# EXERCISE INPUT
*****
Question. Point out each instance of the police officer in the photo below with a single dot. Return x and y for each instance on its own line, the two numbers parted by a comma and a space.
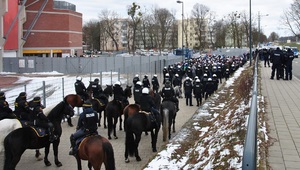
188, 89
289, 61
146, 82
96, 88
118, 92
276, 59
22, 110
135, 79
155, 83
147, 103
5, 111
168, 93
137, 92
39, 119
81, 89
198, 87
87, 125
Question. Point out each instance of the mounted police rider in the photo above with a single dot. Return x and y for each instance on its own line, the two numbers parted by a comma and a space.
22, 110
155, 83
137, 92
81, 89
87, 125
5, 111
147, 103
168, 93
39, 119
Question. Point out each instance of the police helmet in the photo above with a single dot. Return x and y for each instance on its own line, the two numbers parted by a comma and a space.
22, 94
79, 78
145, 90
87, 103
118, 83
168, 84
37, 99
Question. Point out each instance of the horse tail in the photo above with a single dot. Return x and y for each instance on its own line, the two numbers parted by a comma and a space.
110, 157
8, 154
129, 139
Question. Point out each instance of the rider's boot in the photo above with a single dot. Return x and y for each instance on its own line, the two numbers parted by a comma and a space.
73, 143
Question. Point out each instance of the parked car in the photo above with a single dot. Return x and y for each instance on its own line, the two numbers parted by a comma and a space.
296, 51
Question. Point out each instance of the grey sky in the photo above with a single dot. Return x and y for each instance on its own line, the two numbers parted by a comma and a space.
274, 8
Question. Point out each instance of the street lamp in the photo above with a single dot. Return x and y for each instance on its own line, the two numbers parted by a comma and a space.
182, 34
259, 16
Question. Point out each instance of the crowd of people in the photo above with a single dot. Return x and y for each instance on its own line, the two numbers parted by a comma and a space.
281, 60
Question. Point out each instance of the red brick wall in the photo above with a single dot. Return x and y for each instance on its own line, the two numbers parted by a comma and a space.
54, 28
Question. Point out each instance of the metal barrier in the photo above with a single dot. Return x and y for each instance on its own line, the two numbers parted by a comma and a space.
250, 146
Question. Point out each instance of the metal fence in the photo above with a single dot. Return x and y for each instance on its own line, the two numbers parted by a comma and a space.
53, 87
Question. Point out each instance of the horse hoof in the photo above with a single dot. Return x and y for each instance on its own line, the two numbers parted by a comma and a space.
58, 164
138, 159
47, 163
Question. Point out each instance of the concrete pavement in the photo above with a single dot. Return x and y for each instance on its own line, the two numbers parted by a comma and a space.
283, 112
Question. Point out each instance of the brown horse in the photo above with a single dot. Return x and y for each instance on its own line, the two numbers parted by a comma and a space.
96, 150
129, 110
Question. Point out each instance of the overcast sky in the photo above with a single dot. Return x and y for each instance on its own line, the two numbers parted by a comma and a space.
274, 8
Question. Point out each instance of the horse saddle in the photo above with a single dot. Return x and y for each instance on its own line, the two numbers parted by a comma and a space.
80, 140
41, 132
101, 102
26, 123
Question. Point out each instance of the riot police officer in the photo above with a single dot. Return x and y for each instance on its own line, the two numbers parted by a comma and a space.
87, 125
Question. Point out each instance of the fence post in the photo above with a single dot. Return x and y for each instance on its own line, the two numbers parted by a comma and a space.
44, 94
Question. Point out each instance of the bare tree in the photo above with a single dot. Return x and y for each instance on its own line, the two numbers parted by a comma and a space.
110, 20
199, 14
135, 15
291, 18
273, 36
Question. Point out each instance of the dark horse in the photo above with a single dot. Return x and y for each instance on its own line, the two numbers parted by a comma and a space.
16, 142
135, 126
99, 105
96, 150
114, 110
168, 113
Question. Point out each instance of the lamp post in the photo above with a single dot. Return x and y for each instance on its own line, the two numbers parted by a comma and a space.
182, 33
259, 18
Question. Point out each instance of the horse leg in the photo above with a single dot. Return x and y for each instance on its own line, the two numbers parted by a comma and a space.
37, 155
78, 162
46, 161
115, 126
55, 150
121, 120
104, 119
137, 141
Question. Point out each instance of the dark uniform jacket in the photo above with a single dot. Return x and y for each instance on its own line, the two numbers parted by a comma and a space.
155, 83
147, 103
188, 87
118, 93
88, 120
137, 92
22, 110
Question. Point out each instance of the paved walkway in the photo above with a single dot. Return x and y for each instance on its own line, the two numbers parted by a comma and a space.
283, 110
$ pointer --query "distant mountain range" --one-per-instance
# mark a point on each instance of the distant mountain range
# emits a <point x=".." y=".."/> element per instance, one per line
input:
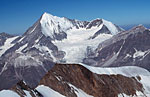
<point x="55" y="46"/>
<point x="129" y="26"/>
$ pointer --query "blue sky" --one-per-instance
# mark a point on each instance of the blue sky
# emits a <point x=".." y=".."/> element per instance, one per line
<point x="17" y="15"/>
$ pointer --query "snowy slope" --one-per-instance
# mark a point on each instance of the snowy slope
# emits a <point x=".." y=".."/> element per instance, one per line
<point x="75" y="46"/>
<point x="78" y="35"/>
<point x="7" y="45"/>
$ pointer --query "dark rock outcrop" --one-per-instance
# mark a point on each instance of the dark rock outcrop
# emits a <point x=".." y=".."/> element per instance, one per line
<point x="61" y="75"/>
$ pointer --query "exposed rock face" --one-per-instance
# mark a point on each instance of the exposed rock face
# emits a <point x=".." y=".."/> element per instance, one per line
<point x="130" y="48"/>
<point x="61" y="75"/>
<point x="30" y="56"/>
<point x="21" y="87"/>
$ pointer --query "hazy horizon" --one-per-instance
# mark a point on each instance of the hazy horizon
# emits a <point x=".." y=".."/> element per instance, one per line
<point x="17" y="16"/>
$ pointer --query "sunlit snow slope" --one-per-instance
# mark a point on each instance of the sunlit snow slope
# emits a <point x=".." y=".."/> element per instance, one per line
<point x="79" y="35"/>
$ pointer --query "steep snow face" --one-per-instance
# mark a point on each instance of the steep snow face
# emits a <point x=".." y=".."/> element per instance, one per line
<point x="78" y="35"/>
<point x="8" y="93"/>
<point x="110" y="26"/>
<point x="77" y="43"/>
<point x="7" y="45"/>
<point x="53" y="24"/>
*****
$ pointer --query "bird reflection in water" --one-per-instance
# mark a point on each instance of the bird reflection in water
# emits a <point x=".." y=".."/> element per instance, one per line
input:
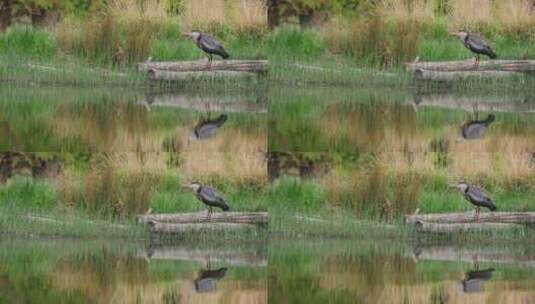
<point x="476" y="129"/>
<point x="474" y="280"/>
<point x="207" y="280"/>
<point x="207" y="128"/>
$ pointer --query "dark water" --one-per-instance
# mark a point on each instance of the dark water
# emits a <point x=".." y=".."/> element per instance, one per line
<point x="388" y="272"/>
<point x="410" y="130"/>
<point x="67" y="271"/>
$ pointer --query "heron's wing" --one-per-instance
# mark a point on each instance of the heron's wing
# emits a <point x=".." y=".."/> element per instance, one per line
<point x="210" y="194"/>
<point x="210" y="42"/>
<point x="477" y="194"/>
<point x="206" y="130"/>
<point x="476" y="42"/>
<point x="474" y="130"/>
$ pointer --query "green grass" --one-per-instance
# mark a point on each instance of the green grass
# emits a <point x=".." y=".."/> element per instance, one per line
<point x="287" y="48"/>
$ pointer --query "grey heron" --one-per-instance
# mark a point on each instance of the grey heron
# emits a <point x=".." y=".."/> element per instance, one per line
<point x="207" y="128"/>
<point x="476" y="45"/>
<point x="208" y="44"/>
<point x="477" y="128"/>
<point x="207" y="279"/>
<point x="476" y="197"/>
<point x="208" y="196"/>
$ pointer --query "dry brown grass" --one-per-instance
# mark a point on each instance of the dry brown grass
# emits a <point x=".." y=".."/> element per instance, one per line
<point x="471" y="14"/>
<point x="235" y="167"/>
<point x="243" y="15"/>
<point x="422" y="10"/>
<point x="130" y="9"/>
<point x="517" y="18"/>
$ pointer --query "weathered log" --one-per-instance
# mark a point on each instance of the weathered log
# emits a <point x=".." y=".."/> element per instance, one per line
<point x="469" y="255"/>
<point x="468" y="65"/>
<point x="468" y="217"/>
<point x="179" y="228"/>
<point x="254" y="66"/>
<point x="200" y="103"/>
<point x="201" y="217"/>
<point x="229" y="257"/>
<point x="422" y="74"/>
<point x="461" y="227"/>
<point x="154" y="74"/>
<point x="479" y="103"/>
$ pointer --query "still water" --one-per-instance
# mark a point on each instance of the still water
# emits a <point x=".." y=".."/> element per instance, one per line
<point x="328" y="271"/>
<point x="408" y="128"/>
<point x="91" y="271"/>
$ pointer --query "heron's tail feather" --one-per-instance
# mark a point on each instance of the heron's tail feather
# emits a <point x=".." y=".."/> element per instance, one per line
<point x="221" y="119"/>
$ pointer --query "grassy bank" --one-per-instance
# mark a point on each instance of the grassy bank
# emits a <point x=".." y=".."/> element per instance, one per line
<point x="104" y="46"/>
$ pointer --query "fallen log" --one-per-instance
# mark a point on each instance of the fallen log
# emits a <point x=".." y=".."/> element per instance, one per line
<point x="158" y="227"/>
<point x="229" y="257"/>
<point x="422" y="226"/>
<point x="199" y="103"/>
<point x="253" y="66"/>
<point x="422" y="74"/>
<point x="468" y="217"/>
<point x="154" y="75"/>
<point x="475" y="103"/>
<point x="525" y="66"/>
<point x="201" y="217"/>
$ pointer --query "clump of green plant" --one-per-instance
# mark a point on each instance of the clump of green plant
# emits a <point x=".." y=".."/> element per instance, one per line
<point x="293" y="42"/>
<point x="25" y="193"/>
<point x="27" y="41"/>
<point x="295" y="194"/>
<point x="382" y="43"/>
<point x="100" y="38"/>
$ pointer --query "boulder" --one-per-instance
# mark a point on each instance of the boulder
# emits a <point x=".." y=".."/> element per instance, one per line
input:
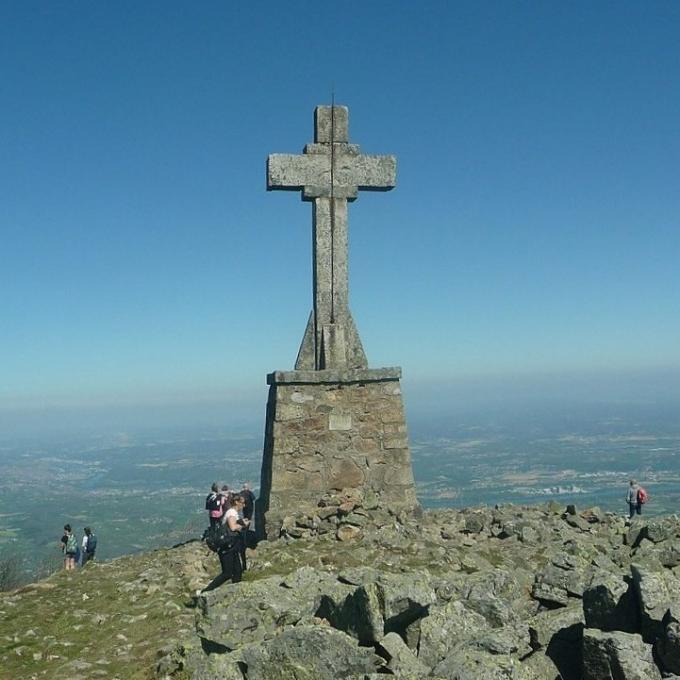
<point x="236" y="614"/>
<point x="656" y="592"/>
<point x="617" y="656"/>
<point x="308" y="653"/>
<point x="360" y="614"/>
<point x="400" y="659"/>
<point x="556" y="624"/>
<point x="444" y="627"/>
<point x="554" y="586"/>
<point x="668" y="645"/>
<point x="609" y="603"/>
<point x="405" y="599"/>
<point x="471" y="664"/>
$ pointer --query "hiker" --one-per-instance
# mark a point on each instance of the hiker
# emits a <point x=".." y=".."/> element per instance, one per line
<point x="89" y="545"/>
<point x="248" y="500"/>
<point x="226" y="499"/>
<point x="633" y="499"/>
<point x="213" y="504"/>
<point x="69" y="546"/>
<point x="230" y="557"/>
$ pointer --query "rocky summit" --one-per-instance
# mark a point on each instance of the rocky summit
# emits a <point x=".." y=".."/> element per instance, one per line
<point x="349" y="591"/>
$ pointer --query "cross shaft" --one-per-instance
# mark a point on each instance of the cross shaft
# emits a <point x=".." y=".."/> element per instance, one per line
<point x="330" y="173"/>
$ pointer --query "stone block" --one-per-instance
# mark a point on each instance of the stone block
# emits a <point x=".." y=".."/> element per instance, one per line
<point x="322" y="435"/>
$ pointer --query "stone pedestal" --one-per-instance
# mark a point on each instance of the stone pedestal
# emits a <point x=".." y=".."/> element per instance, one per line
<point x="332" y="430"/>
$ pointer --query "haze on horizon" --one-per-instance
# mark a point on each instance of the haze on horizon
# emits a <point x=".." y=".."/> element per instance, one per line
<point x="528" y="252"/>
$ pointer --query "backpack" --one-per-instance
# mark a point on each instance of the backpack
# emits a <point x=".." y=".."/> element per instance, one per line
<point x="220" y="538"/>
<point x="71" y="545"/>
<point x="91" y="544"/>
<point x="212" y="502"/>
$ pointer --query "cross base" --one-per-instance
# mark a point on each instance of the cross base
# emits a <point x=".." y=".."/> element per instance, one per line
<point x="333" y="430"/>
*****
# GOAL OF THE EXERCISE
Using the listing above, show every line that includes the string "hiker".

# ANSWER SPACE
$ pointer --query "hiker" --one-per-instance
# mark a point on each instance of the hiker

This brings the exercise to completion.